(Source information begins)
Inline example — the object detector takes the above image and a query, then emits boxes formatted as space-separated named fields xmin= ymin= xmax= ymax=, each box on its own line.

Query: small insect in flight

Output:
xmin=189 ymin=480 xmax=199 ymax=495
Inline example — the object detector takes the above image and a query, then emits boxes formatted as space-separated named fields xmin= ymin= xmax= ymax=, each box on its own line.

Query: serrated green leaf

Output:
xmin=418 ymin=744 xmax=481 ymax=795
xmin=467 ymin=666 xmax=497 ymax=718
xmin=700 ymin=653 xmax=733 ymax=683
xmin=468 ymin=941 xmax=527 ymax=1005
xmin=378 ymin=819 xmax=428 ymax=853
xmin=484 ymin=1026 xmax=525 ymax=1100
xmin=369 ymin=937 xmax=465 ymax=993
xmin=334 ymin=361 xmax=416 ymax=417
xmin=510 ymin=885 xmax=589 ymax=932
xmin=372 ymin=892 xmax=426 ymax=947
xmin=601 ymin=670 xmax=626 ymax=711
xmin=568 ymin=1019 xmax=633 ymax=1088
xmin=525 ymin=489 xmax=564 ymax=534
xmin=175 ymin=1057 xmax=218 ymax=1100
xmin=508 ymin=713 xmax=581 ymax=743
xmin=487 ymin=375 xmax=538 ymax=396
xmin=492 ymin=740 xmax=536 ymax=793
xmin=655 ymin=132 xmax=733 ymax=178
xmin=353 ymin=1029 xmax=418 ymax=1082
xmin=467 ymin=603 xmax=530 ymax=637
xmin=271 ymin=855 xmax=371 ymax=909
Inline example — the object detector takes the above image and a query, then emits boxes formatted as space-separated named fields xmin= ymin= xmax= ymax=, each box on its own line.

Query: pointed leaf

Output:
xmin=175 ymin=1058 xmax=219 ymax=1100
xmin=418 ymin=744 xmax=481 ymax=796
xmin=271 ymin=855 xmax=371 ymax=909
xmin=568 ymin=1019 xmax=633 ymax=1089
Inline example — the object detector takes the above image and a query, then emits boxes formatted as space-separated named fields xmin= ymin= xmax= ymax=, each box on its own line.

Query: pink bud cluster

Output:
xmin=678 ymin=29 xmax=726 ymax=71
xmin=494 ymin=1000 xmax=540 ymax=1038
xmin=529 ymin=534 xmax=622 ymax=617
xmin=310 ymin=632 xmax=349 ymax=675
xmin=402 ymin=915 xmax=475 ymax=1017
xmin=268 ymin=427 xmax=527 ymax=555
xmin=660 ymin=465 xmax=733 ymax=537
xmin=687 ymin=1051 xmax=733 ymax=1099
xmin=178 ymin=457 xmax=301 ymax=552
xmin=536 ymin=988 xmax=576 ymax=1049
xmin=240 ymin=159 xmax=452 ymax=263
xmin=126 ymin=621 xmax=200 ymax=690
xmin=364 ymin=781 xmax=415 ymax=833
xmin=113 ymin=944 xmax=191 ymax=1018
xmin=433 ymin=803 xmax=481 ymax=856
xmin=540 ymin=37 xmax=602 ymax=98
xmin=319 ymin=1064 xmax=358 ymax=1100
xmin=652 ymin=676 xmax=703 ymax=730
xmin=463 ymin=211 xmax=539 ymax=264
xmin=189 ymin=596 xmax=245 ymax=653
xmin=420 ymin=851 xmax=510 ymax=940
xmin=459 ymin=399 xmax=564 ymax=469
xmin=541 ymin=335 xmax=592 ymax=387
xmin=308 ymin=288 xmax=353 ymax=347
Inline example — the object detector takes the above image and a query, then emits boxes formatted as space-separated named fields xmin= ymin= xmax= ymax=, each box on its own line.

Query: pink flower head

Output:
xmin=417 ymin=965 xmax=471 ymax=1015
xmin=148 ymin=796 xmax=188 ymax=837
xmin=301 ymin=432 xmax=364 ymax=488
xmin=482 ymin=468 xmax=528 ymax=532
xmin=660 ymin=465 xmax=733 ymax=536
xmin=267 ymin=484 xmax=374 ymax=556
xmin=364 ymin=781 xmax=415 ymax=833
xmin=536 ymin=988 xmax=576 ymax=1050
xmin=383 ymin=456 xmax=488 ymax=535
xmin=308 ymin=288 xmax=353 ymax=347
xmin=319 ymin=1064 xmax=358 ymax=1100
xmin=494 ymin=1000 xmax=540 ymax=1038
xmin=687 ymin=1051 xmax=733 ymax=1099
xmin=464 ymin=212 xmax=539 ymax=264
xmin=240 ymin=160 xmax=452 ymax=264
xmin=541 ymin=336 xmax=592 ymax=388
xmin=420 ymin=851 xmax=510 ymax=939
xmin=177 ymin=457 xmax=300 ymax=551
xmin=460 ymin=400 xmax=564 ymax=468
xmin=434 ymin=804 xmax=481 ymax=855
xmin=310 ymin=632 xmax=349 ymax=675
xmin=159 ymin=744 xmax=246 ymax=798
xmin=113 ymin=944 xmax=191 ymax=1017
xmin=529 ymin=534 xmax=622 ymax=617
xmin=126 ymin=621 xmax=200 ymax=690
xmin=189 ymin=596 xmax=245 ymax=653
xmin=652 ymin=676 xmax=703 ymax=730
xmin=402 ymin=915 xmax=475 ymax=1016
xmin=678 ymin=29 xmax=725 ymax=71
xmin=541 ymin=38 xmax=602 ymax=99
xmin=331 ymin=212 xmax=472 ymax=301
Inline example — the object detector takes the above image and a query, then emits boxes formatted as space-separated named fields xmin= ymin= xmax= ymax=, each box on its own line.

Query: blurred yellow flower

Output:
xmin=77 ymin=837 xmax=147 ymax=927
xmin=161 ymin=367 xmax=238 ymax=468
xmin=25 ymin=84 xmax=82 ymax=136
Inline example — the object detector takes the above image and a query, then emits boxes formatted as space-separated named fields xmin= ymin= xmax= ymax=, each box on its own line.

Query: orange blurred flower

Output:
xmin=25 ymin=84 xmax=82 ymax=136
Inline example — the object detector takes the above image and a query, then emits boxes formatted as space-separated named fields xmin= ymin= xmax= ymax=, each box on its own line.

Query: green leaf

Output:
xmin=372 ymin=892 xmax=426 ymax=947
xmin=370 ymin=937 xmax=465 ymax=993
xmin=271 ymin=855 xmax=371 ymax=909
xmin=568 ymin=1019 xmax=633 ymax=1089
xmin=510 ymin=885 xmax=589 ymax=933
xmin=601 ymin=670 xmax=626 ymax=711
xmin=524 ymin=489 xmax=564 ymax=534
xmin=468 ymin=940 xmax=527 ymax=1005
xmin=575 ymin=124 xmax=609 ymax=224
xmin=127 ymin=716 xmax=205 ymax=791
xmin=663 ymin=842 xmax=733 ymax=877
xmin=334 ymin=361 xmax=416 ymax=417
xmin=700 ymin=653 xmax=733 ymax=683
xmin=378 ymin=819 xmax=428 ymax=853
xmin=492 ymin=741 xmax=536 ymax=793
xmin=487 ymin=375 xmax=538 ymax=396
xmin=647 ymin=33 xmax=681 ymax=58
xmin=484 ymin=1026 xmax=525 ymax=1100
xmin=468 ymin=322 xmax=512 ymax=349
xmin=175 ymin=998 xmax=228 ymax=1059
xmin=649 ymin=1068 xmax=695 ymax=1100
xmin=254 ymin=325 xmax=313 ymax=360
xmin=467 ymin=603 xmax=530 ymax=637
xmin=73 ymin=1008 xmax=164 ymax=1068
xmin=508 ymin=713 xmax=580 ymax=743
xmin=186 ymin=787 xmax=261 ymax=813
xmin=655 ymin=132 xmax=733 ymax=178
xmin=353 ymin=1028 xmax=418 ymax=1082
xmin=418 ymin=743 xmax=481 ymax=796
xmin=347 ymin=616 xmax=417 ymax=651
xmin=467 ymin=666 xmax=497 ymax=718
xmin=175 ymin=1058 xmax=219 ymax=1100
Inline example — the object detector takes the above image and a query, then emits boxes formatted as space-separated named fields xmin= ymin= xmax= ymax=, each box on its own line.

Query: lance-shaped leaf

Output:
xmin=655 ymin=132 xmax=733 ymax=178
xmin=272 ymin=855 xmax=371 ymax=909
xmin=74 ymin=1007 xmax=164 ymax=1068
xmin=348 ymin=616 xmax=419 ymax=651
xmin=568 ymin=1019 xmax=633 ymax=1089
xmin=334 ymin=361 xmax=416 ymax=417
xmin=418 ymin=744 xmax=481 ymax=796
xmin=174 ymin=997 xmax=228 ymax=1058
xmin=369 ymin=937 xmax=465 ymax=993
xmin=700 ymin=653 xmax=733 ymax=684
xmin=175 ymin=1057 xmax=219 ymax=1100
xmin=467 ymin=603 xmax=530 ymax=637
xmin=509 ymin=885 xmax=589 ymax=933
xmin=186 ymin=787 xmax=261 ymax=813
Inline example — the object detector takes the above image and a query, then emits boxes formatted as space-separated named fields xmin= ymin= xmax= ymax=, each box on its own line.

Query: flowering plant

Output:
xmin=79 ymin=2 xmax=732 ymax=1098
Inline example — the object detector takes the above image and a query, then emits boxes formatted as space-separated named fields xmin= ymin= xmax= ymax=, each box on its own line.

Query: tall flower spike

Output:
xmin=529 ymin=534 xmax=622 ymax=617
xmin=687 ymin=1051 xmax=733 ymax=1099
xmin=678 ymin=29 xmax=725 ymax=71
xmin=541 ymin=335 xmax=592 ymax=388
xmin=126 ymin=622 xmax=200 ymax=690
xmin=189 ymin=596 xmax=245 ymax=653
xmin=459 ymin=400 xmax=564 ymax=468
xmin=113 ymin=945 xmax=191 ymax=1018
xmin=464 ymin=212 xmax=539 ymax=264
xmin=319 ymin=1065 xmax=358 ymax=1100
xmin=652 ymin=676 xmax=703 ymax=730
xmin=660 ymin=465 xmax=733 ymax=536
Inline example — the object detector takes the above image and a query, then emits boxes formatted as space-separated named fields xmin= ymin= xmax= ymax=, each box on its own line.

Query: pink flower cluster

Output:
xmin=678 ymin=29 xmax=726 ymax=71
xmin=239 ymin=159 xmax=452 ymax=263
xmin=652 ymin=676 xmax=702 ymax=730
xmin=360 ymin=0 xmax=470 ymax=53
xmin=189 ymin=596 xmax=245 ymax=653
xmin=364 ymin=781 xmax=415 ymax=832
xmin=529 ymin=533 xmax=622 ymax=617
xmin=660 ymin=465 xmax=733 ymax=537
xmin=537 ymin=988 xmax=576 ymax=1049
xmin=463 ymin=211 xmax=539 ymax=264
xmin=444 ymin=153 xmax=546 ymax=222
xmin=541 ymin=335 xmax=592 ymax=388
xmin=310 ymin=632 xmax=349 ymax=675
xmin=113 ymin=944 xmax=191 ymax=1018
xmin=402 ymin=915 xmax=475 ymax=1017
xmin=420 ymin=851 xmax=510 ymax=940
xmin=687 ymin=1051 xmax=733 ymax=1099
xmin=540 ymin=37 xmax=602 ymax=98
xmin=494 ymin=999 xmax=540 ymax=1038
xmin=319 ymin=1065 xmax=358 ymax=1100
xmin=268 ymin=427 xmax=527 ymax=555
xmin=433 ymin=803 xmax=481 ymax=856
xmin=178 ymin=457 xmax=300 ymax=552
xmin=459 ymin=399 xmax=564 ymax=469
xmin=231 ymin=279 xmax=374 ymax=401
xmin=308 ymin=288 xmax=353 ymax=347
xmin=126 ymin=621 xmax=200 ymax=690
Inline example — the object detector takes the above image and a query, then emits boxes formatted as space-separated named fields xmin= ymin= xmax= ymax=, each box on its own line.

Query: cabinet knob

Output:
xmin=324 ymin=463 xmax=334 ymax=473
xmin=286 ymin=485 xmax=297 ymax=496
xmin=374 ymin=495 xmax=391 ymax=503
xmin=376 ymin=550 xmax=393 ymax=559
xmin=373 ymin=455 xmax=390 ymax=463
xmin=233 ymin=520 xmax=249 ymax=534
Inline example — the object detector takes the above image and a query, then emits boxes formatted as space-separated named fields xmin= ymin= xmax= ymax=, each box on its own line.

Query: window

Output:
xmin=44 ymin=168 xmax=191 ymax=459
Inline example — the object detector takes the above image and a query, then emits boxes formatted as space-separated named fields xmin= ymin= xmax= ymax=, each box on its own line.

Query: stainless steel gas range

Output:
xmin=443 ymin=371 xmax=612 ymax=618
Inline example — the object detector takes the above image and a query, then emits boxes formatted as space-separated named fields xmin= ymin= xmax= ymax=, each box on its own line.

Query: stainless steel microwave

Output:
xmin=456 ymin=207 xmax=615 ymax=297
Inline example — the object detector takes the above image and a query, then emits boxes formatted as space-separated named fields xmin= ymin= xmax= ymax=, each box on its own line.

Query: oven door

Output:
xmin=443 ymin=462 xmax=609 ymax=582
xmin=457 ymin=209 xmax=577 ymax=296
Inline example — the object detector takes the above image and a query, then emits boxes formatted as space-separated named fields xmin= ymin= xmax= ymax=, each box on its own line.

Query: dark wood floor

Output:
(Source information ends)
Your answer should be each line from the entries that includes the string "leaf".

Query: serrated green leaf
Query: pointed leaf
Query: green leaf
Query: lance-shaped leaf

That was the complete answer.